Data excerpts:
--- START ---

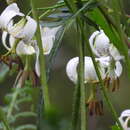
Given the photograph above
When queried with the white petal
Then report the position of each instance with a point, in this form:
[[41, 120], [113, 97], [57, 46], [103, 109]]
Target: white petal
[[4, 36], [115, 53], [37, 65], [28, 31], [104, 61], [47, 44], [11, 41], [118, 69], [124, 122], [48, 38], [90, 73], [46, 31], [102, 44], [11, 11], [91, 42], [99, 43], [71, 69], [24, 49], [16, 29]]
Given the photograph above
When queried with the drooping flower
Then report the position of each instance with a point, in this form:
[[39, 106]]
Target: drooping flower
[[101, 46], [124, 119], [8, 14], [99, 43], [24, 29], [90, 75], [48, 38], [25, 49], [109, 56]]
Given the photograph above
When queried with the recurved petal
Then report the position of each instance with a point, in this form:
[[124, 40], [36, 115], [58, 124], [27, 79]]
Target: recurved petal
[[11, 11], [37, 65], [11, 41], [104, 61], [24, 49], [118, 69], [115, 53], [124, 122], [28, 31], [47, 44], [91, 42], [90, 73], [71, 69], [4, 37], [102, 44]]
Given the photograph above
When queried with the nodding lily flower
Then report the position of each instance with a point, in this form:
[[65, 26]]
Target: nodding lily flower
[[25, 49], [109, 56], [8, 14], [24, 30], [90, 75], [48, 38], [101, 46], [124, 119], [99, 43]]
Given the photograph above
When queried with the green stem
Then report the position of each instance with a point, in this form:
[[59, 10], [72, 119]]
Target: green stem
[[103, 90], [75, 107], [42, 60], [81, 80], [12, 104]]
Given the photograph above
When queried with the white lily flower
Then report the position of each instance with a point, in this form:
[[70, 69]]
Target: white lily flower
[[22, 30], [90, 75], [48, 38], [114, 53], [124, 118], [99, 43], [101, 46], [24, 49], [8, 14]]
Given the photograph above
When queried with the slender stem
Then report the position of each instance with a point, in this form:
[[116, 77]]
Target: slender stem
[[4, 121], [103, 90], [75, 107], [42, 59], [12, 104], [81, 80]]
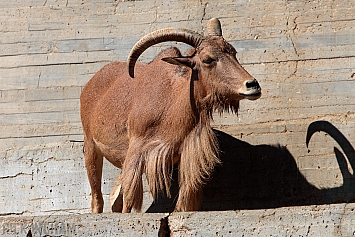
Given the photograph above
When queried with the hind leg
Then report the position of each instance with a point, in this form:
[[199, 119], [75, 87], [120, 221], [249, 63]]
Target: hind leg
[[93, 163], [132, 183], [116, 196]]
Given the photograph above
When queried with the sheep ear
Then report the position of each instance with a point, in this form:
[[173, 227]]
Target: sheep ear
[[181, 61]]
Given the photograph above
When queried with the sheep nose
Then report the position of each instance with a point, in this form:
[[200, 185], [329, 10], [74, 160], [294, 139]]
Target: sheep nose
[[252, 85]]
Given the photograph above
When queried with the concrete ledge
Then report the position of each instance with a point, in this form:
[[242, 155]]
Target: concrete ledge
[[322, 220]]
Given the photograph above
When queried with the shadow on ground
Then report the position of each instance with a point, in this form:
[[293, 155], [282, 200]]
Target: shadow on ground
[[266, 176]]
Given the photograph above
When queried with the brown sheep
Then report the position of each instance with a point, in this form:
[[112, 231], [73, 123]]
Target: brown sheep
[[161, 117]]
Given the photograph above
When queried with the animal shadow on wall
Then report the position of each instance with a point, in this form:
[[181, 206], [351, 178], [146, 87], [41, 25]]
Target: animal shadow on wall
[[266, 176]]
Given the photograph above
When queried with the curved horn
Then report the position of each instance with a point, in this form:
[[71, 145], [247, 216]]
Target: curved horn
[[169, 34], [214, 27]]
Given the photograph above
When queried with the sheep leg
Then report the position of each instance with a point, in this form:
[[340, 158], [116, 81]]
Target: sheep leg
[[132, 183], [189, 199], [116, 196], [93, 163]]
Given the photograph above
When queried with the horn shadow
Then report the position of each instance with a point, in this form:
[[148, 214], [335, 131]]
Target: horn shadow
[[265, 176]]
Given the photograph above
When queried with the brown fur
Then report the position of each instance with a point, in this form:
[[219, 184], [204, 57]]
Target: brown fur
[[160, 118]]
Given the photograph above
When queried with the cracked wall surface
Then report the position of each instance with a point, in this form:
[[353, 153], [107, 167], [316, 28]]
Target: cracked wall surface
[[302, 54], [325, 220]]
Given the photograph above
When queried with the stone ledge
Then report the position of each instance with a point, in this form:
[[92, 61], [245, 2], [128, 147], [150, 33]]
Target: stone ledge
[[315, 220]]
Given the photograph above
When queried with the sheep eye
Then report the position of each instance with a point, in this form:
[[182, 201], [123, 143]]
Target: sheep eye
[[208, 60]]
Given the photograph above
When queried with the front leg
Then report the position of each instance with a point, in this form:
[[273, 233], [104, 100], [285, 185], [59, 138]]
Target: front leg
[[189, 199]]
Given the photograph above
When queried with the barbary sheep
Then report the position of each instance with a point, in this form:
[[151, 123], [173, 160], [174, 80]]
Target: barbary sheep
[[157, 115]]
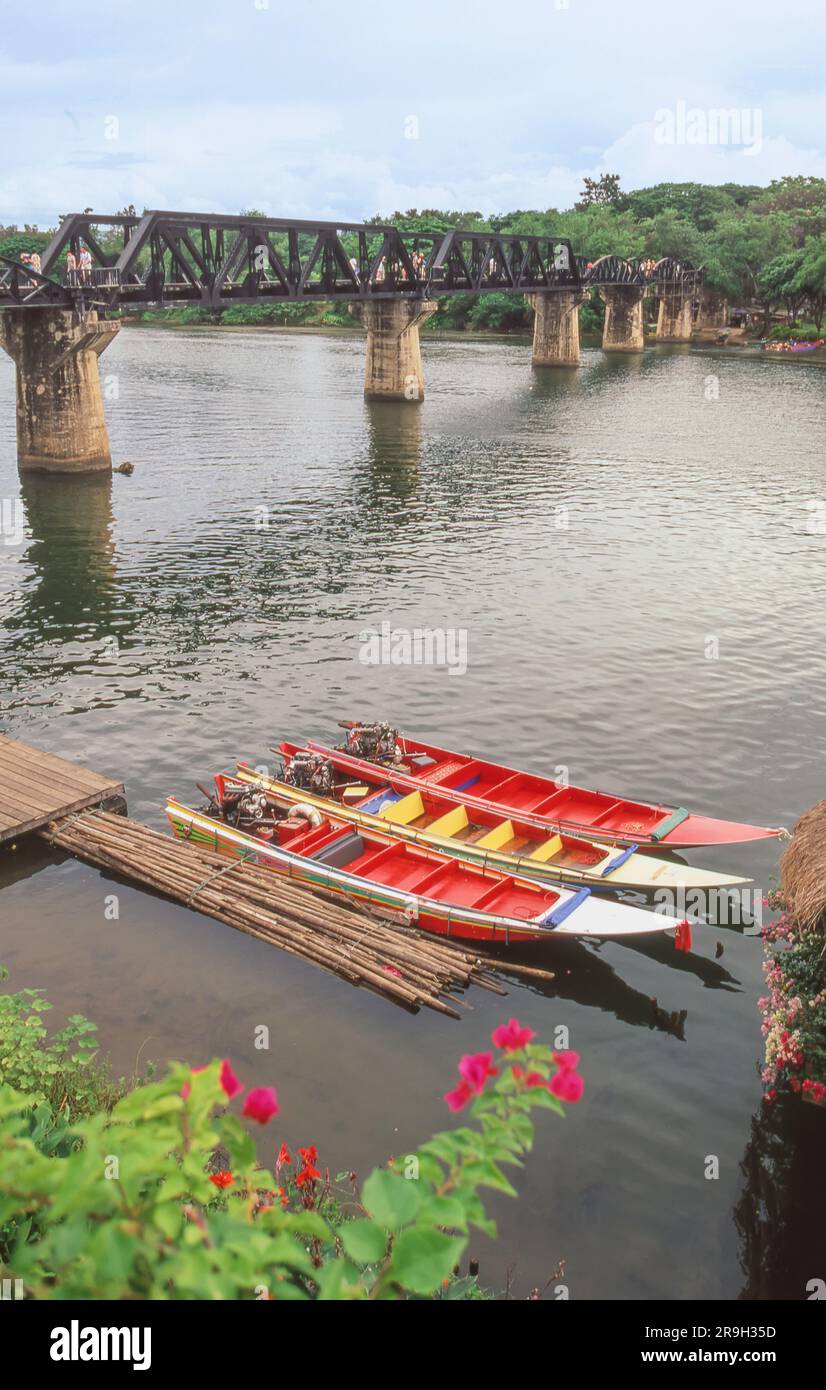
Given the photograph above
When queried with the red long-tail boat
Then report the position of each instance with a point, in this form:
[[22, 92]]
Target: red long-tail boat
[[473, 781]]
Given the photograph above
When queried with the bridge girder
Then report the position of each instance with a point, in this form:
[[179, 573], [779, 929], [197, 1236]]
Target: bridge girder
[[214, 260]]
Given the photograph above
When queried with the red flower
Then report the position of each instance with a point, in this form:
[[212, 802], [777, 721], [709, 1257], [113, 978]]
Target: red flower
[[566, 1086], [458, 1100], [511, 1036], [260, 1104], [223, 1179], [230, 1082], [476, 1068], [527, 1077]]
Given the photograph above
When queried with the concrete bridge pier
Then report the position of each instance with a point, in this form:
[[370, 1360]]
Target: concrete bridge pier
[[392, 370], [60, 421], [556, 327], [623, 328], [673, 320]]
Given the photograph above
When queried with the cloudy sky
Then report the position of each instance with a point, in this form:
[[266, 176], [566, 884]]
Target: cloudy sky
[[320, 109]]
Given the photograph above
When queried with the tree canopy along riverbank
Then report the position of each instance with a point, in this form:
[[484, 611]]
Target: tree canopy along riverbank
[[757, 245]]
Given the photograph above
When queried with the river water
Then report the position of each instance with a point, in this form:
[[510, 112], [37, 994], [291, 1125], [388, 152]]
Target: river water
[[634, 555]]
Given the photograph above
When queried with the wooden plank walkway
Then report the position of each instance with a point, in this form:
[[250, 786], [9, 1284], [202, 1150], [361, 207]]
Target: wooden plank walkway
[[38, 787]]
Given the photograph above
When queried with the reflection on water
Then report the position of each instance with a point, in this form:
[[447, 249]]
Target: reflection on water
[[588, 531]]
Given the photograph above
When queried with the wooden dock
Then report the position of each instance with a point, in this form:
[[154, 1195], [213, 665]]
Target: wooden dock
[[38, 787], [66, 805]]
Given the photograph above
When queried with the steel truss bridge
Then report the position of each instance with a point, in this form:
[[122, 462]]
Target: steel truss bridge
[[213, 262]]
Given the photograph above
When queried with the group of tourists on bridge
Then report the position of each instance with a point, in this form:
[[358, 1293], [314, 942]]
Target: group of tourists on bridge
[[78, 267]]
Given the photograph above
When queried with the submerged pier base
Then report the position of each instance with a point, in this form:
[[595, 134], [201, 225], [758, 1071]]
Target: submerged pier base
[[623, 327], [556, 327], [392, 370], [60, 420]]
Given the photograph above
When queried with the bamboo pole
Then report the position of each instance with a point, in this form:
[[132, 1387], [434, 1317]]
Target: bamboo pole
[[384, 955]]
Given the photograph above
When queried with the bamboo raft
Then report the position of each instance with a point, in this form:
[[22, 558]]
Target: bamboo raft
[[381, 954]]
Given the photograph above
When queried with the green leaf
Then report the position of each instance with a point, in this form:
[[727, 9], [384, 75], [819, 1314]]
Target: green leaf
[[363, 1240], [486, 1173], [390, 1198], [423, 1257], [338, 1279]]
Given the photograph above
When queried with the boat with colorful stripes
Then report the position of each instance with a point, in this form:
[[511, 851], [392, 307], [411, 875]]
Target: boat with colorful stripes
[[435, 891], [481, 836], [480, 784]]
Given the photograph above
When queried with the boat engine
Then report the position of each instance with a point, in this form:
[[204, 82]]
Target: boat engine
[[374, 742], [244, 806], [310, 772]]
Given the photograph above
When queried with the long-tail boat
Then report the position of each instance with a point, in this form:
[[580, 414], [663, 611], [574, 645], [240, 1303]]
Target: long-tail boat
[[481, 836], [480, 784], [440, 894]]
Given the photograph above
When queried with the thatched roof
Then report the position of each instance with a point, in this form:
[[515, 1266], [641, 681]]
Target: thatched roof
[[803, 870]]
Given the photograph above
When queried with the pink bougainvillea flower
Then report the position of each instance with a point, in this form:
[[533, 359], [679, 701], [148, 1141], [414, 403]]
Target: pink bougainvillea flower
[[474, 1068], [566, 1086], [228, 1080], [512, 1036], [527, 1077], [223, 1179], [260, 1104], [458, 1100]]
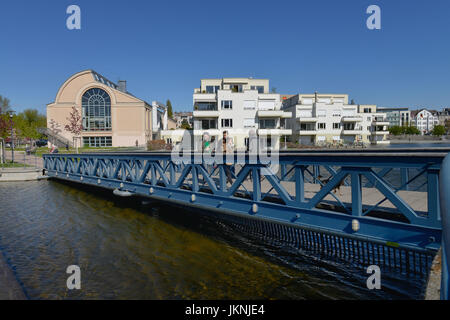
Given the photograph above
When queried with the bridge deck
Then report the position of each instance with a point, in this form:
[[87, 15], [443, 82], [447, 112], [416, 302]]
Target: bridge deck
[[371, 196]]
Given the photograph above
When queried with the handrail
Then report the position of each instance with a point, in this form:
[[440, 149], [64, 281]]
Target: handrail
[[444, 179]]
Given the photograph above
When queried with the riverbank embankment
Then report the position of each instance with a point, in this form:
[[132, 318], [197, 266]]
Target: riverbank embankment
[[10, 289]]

--- END ---
--- START ---

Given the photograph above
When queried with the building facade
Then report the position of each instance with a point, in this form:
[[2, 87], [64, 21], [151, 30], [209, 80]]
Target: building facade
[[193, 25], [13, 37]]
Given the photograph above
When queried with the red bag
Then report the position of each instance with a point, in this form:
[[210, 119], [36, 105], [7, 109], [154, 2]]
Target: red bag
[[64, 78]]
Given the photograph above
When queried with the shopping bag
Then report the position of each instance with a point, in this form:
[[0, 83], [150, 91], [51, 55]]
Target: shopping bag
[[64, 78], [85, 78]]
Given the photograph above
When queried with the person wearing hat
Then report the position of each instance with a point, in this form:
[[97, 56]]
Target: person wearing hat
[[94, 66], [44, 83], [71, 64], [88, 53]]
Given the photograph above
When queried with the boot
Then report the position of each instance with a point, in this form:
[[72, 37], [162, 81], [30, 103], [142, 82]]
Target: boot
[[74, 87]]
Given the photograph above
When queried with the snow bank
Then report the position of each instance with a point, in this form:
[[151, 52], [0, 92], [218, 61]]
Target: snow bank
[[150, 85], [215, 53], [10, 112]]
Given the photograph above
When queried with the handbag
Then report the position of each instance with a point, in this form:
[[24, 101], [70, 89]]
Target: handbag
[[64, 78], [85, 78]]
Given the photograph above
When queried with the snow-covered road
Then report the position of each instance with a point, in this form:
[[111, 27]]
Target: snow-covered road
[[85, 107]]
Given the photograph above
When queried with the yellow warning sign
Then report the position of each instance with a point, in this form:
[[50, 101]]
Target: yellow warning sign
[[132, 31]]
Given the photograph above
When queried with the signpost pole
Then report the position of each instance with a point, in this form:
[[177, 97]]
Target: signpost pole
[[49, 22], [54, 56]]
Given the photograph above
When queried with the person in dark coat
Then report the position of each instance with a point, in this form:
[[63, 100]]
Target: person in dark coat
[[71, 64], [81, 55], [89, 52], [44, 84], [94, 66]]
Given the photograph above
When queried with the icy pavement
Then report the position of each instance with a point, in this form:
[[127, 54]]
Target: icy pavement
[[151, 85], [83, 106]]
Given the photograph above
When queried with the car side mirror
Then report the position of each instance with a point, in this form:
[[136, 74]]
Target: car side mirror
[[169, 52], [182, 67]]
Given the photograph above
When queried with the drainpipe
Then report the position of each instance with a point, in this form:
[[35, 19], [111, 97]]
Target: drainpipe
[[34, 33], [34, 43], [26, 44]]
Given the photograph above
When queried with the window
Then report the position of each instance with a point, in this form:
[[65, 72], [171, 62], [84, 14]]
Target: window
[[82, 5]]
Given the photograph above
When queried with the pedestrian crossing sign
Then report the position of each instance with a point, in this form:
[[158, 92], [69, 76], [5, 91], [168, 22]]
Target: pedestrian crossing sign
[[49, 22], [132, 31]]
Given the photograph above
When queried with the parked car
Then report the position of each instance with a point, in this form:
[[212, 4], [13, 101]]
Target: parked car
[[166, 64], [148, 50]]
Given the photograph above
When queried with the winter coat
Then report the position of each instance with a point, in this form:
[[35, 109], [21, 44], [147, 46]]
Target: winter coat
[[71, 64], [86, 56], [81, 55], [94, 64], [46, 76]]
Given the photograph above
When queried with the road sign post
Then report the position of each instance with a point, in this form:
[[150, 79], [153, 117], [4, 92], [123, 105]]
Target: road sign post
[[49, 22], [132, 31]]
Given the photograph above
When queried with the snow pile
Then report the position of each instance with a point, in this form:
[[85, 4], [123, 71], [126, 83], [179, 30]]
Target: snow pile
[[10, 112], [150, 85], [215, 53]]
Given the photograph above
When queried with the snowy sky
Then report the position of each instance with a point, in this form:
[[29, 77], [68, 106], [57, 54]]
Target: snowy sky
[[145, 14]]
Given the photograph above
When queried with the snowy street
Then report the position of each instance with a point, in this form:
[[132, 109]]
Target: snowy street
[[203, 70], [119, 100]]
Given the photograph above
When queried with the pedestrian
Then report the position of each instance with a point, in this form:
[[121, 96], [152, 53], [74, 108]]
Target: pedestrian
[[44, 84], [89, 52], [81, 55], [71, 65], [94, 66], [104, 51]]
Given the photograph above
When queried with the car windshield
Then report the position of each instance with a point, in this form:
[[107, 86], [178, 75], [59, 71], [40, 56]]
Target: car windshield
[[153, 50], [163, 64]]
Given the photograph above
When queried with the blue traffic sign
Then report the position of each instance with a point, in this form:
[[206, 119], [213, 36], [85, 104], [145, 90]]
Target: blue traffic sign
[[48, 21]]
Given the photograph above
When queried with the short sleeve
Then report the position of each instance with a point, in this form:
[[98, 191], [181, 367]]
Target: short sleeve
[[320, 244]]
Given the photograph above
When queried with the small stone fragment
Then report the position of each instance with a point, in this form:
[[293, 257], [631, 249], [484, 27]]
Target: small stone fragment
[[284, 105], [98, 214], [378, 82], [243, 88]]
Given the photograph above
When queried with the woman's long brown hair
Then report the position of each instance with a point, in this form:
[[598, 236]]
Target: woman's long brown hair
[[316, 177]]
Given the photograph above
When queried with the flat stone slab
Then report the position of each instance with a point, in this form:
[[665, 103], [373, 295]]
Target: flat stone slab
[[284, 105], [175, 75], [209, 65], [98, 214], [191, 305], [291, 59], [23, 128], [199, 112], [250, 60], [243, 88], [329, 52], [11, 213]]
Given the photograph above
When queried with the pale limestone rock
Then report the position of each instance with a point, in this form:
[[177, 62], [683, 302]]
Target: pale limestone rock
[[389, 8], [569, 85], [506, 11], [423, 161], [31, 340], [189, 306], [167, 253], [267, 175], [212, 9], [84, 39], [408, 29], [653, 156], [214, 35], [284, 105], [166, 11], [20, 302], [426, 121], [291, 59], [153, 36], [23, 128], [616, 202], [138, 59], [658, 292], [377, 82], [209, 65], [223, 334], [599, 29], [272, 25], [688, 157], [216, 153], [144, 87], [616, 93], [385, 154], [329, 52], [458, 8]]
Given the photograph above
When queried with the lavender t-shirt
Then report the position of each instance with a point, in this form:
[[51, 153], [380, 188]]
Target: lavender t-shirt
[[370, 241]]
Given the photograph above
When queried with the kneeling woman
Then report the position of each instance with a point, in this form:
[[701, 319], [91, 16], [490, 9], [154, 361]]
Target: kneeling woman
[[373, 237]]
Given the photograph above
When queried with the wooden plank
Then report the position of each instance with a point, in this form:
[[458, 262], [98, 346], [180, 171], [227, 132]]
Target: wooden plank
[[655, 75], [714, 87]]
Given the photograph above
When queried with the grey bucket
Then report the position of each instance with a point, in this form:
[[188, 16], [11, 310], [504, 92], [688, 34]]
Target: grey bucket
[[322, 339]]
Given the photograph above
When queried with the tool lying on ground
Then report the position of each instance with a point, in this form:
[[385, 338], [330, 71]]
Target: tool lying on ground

--- END ---

TASK DETAILS: Pull every line with "lying" from the records.

EXERCISE RESULT:
When queried with the tool lying on ground
Target: tool lying on ground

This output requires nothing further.